TASK TO CARRY OUT
Scan the material for the word "white", then return every line where it appears.

+++

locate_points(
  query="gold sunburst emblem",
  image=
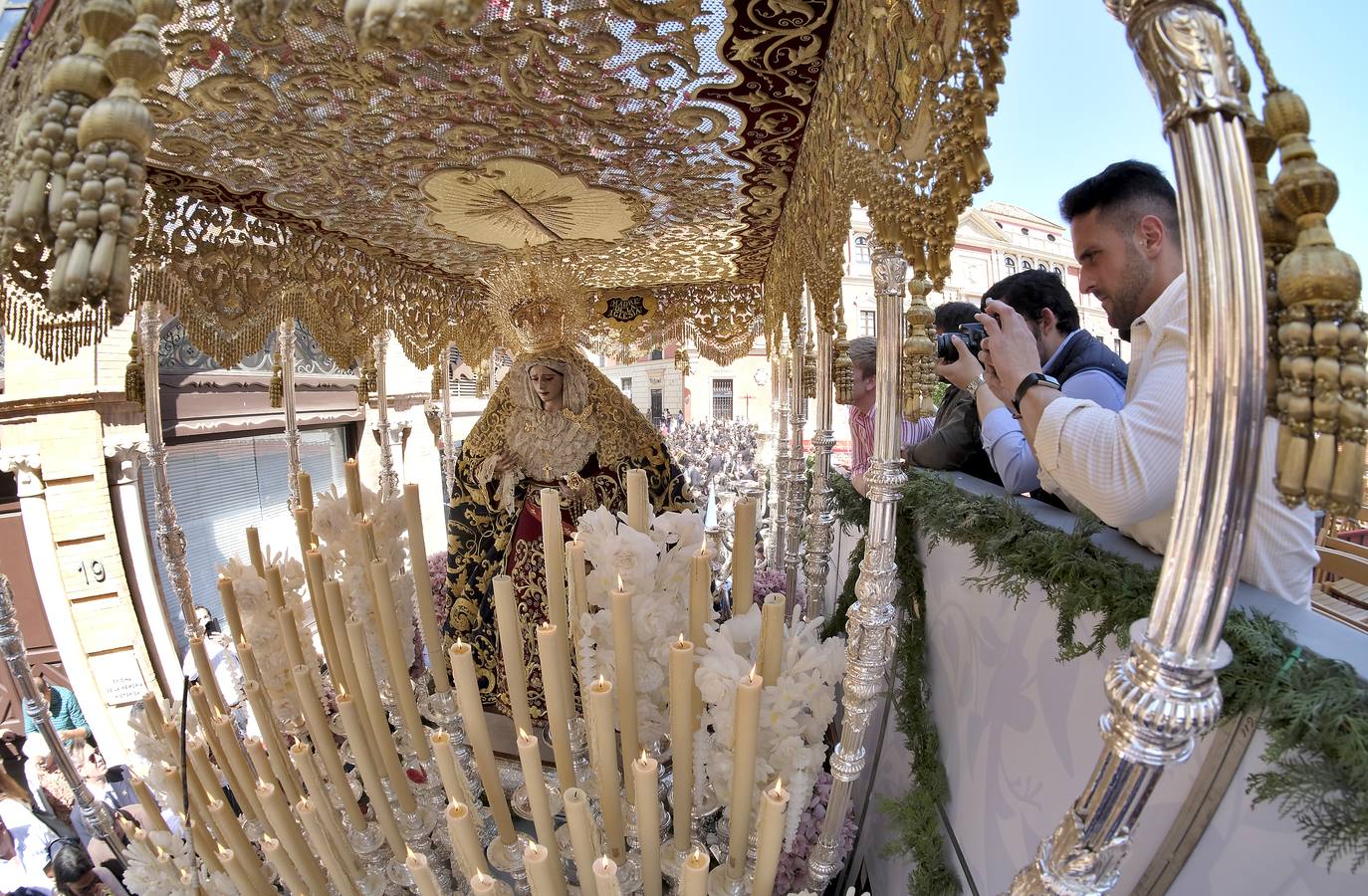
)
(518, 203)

+++

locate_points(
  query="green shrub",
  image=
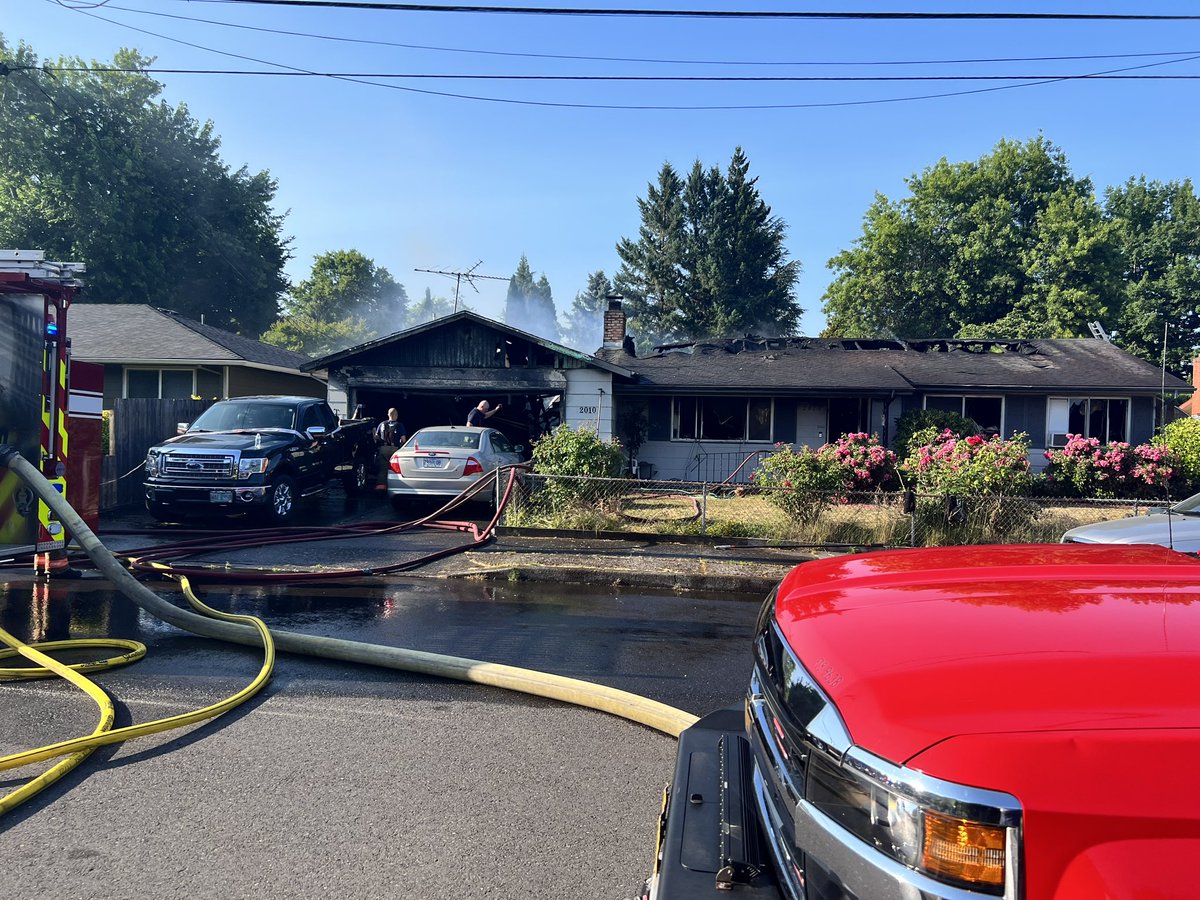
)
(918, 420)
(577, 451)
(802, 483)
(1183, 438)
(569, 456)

+++

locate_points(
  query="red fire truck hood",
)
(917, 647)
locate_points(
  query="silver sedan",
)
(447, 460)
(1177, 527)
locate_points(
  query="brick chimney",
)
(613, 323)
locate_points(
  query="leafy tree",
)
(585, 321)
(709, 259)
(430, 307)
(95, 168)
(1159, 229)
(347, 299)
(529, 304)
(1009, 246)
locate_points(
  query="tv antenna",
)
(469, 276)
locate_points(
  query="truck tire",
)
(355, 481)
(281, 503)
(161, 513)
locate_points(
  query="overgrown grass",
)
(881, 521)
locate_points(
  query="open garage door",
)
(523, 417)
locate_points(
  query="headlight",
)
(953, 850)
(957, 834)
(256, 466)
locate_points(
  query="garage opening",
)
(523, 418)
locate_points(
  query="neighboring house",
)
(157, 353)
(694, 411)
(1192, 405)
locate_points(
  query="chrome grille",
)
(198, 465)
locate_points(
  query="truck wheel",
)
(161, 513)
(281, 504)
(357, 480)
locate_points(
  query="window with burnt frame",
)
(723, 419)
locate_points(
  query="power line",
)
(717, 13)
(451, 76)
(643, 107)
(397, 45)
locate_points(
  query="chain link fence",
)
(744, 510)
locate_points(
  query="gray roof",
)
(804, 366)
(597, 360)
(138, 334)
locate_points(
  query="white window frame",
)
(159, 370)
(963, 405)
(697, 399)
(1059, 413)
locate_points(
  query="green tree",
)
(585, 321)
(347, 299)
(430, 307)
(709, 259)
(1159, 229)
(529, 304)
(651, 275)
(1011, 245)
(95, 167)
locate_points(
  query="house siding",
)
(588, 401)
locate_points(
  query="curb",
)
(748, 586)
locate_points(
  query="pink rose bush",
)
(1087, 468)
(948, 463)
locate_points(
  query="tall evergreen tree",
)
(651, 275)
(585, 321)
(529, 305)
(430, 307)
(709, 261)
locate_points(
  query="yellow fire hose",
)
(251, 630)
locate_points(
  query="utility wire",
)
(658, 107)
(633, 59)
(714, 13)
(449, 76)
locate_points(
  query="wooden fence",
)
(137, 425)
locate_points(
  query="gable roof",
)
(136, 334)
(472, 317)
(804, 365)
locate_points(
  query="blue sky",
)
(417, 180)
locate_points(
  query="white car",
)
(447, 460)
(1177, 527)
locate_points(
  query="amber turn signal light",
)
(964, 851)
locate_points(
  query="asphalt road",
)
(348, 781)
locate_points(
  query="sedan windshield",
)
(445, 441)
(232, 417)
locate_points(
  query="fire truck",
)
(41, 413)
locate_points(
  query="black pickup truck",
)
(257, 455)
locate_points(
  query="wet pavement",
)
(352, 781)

+++

SOLUTION
  query="white window frame",
  query="white car",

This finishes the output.